» **WHAT TO PRODUCE**: Copy these records line for line, with no changes.

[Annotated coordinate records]
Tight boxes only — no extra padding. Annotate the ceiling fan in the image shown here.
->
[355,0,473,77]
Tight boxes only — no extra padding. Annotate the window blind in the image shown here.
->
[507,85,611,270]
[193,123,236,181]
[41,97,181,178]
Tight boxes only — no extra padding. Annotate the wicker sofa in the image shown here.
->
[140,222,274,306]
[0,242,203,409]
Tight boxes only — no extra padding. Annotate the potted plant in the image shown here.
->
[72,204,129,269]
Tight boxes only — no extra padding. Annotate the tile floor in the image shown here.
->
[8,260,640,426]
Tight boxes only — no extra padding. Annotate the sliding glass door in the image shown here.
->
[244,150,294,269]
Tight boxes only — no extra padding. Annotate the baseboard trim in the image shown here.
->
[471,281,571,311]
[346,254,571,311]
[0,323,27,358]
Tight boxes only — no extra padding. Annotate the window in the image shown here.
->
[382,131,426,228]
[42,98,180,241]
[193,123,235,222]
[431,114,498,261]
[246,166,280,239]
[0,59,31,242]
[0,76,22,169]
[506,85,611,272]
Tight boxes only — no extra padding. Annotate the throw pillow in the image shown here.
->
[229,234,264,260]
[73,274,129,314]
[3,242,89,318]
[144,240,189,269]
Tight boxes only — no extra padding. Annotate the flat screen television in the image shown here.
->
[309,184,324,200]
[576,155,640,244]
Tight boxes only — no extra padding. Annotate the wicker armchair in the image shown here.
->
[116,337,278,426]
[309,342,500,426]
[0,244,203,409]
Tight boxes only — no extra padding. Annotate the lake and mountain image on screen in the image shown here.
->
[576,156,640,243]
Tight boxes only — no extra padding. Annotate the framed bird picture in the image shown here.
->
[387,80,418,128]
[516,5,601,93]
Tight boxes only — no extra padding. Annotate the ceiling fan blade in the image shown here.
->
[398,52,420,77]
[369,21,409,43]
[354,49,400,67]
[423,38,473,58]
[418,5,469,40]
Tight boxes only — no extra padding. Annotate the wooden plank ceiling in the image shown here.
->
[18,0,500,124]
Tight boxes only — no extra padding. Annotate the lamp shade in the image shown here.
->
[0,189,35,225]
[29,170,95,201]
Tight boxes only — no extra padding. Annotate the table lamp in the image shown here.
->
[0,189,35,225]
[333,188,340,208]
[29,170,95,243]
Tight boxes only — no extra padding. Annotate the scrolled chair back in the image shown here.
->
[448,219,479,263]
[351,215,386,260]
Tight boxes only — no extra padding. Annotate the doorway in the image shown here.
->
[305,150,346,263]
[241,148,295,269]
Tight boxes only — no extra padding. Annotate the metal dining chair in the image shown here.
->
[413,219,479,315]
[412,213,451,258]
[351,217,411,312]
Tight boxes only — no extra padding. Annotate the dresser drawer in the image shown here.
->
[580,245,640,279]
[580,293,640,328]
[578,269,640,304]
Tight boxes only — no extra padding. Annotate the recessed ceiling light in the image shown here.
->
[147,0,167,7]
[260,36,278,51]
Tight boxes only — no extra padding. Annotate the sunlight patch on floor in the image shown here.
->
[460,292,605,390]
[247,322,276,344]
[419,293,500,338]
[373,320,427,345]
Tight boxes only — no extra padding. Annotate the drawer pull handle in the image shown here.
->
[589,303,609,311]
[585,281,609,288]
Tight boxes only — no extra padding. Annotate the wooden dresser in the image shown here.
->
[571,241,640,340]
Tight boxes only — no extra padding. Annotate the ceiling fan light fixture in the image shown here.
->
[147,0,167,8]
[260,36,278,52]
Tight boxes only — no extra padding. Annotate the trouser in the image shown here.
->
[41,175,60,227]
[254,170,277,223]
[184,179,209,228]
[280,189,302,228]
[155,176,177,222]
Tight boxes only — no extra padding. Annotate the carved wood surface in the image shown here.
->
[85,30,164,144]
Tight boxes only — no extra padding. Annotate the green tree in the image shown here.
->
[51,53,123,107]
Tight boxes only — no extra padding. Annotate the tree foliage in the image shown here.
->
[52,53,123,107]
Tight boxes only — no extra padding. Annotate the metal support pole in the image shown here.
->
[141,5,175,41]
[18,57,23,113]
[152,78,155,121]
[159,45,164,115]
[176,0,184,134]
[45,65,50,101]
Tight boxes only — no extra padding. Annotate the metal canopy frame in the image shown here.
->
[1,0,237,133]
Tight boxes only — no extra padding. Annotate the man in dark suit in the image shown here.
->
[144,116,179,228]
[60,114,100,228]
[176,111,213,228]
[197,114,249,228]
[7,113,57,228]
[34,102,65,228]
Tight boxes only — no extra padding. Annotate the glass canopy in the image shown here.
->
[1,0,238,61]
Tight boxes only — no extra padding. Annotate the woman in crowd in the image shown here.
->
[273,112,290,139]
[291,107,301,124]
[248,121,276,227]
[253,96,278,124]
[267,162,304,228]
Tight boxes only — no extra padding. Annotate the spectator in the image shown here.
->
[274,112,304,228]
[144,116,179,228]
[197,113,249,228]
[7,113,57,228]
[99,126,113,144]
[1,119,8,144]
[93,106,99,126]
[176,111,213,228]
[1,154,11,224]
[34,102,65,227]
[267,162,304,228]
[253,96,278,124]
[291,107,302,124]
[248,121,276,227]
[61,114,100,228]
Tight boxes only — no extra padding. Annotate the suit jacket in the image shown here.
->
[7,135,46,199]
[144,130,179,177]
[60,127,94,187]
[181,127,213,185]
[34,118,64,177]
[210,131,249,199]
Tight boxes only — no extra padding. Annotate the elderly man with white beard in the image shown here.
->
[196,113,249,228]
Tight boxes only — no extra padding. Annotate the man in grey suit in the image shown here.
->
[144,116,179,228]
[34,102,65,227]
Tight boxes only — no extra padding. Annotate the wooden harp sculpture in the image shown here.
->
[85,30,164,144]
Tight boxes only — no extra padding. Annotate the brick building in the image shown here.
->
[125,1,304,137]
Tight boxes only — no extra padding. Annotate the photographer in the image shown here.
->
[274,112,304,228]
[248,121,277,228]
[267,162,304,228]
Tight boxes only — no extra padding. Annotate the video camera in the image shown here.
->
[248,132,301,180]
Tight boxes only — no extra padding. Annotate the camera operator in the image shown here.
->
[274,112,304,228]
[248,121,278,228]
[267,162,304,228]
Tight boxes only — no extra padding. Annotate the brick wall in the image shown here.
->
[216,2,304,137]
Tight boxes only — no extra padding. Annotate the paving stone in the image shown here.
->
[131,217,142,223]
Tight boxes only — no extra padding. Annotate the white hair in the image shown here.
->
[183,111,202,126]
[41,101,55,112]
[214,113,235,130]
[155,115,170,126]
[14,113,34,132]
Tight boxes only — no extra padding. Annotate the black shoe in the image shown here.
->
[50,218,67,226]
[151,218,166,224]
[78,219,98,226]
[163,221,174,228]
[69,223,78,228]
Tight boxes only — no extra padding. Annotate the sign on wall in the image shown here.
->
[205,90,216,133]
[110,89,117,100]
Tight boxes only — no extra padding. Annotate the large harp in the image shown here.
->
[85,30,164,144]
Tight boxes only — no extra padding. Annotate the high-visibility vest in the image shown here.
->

» **TASK RESPONSE**:
Tight boxes only — no extra padding. Annotate the ceiling fan in the image shown here.
->
[355,0,473,77]
Tight boxes only — no extra padding. Annotate the window blind in the image shown here.
->
[507,85,611,270]
[193,123,236,181]
[41,97,181,178]
Tight boxes only — no extra padding. Annotate the wicker sofa in the image shown here.
->
[140,222,274,306]
[0,242,203,409]
Tight boxes only — no extra padding. Annotate the potted plant in the image shown here.
->
[72,204,129,269]
Tight boxes only — no extra padding. Annotate the tile floor in the image shown here.
->
[8,260,640,426]
Tight boxes only — no extra padding. Annotate the sliding glass door in the image shown here.
->
[244,150,294,269]
Tight boxes only — no extra padding. Annotate the baseboard trim in the image shown here.
->
[471,281,571,311]
[346,254,571,311]
[0,323,27,358]
Tight boxes only — no extra padding. Annotate the window in the image shown here.
->
[382,131,426,228]
[42,98,180,241]
[193,123,235,222]
[431,114,498,261]
[246,166,280,239]
[0,59,31,242]
[0,76,22,169]
[506,85,611,272]
Tight boxes only — no extra padding. Annotate the throw pillow in the image shown here.
->
[229,234,264,260]
[73,274,129,314]
[3,242,89,318]
[144,240,189,269]
Tight boxes only — no extra padding. Annotate the flat screen television in the image shown here.
->
[309,184,324,200]
[576,155,640,244]
Tight boxes only — no extra padding. Annotate the wicker armchair in the image shown here.
->
[116,337,278,426]
[309,342,500,426]
[0,244,203,409]
Tight boxes only — no extra padding. Annotate the lake and mountain image on screen in the image shown here.
->
[576,156,640,243]
Tight boxes only — no extra padding. Annotate the framed bird picture in the image shown here.
->
[387,80,418,128]
[516,5,601,93]
Tight boxes only — no extra padding. Annotate the ceiling fan blade in the image shown here.
->
[398,52,420,77]
[369,21,409,43]
[354,49,400,67]
[423,38,473,58]
[418,5,469,40]
Tight boxes only — no extra padding. Annotate the wooden plank ceiling in the image shown here.
->
[18,0,500,124]
Tight boxes only — no extra padding. Annotate the lamp shade in the image shown here.
->
[0,189,35,225]
[29,170,95,201]
Tight boxes only — no extra padding. Annotate the table lamp in the image shown here.
->
[0,189,35,225]
[333,188,340,208]
[29,170,95,243]
Tight boxes only — no extra padding. Annotate the scrolled chair back in the image shown here.
->
[448,219,479,263]
[351,215,386,260]
Tight boxes only — no extra padding. Annotate the doorway in the image shown here.
->
[305,150,346,263]
[241,148,295,269]
Tight boxes only — no extra padding. Annotate the metal dining chair in the image shown here.
->
[413,219,479,315]
[412,213,451,258]
[351,217,411,312]
Tight boxes only — no extra padding. Annotate the dresser drawer in the image shown here.
->
[580,245,640,279]
[580,293,640,328]
[578,269,640,304]
Tight boxes only — no extra padding. Annotate the recessed ceiling light in the image shown here.
->
[147,0,167,7]
[260,36,278,51]
Tight boxes only — no extra padding. Annotate the sunlight patch on floor in the image shown here.
->
[460,292,605,390]
[247,322,276,344]
[419,293,500,338]
[373,320,427,345]
Tight boxes only — no extra padding. Annotate the drawer pull handle in the image shown here.
->
[589,303,609,311]
[585,281,609,288]
Tight boxes only — no extra padding. Annotate the wooden dresser in the image shown here.
->
[571,241,640,340]
Tight boxes only — no extra padding. Annotate the ceiling fan light fixture in the image shown here.
->
[147,0,167,8]
[260,36,278,52]
Tight boxes only — no extra padding. Annotate the trouser in the image shown here.
->
[41,175,60,227]
[254,170,277,223]
[184,179,209,228]
[280,189,302,228]
[155,176,177,222]
Tight boxes only — no extra padding. Annotate the carved wood surface in the image shown here.
->
[85,30,164,144]
Tight boxes only — no extra padding. Annotate the green tree in the image shown here.
->
[51,53,123,107]
Tight boxes only — no extra padding. Annotate the tree foliage in the image shown here.
->
[52,53,123,107]
Tight boxes only — no extra padding. Annotate the metal support pole in the image shown here.
->
[141,5,175,41]
[18,57,23,113]
[152,78,155,121]
[159,45,164,115]
[176,0,184,134]
[45,65,50,101]
Tight boxes only — no extra padding. Annotate the metal canopy frame in the image shown here.
->
[1,0,237,133]
Tight boxes only — no extra padding. Annotate the man in dark suit in the image shown here.
->
[144,116,179,228]
[60,114,100,228]
[176,111,213,228]
[197,114,249,228]
[7,113,57,228]
[34,102,65,228]
Tight boxes only — no extra padding. Annotate the glass canopy in the image shown here.
->
[1,0,238,61]
Tight boxes only — no extra padding. Annotate the woman in crowd in the image shown here.
->
[273,112,290,139]
[291,107,301,124]
[248,121,276,227]
[253,96,278,124]
[267,162,304,228]
Tight boxes only — no extra padding. Annotate the spectator in the image shown here.
->
[274,112,304,228]
[144,116,179,228]
[197,113,249,228]
[7,113,57,228]
[99,126,113,144]
[1,119,8,144]
[93,106,99,126]
[176,111,213,228]
[1,154,11,224]
[34,102,65,227]
[267,162,304,228]
[253,96,278,124]
[291,107,302,124]
[248,121,276,227]
[61,114,100,228]
Tight boxes only — no extra padding. Annotate the suit jacket in the image shown here.
->
[7,135,46,199]
[144,130,179,177]
[60,127,94,187]
[181,127,213,185]
[34,118,64,177]
[210,131,249,199]
Tight boxes only — no extra padding. Annotate the elderly man with white beard in the image shown here.
->
[196,113,249,228]
Tight boxes only — no extra padding. Annotate the man in grey suit in the image shown here.
->
[144,116,179,228]
[34,102,65,227]
Tight boxes only — no extra padding. Annotate the wooden harp sculpture in the image shown here.
->
[85,30,164,144]
Tight boxes only — no extra padding. Annotate the brick building in the image shown here.
->
[125,1,304,137]
Tight boxes only — no extra padding. Annotate the photographer in the image shown here.
->
[274,112,304,228]
[248,121,277,228]
[267,162,304,228]
Tight boxes only — no extra padding. Annotate the video camera in the image shown here.
->
[248,132,301,180]
Tight boxes only — no extra padding. Annotate the camera operator in the image shown here.
->
[274,112,304,228]
[248,121,278,228]
[267,162,304,228]
Tight boxes only — no extra padding. Annotate the brick wall in the image shown here.
->
[216,2,304,137]
Tight boxes only — no extra padding. Annotate the paving stone in the image shown here.
->
[131,217,142,223]
Tight boxes only — no extra padding. Annotate the white hair in the image shown here.
->
[183,111,202,126]
[41,101,55,112]
[214,113,235,130]
[155,115,170,126]
[14,113,34,132]
Tight boxes only — no extra padding. Annotate the black shoe in the image shown here.
->
[50,218,67,226]
[151,218,166,224]
[78,219,98,226]
[163,221,174,228]
[69,223,78,228]
Tight boxes only — no extra padding. Annotate the sign on wall in the image shown here.
->
[205,90,216,133]
[110,89,117,100]
Tight boxes only — no extra padding. Annotate the large harp in the image shown here.
->
[85,30,164,144]
Tight boxes only — no extra padding. Annotate the high-visibility vest in the image shown here.
->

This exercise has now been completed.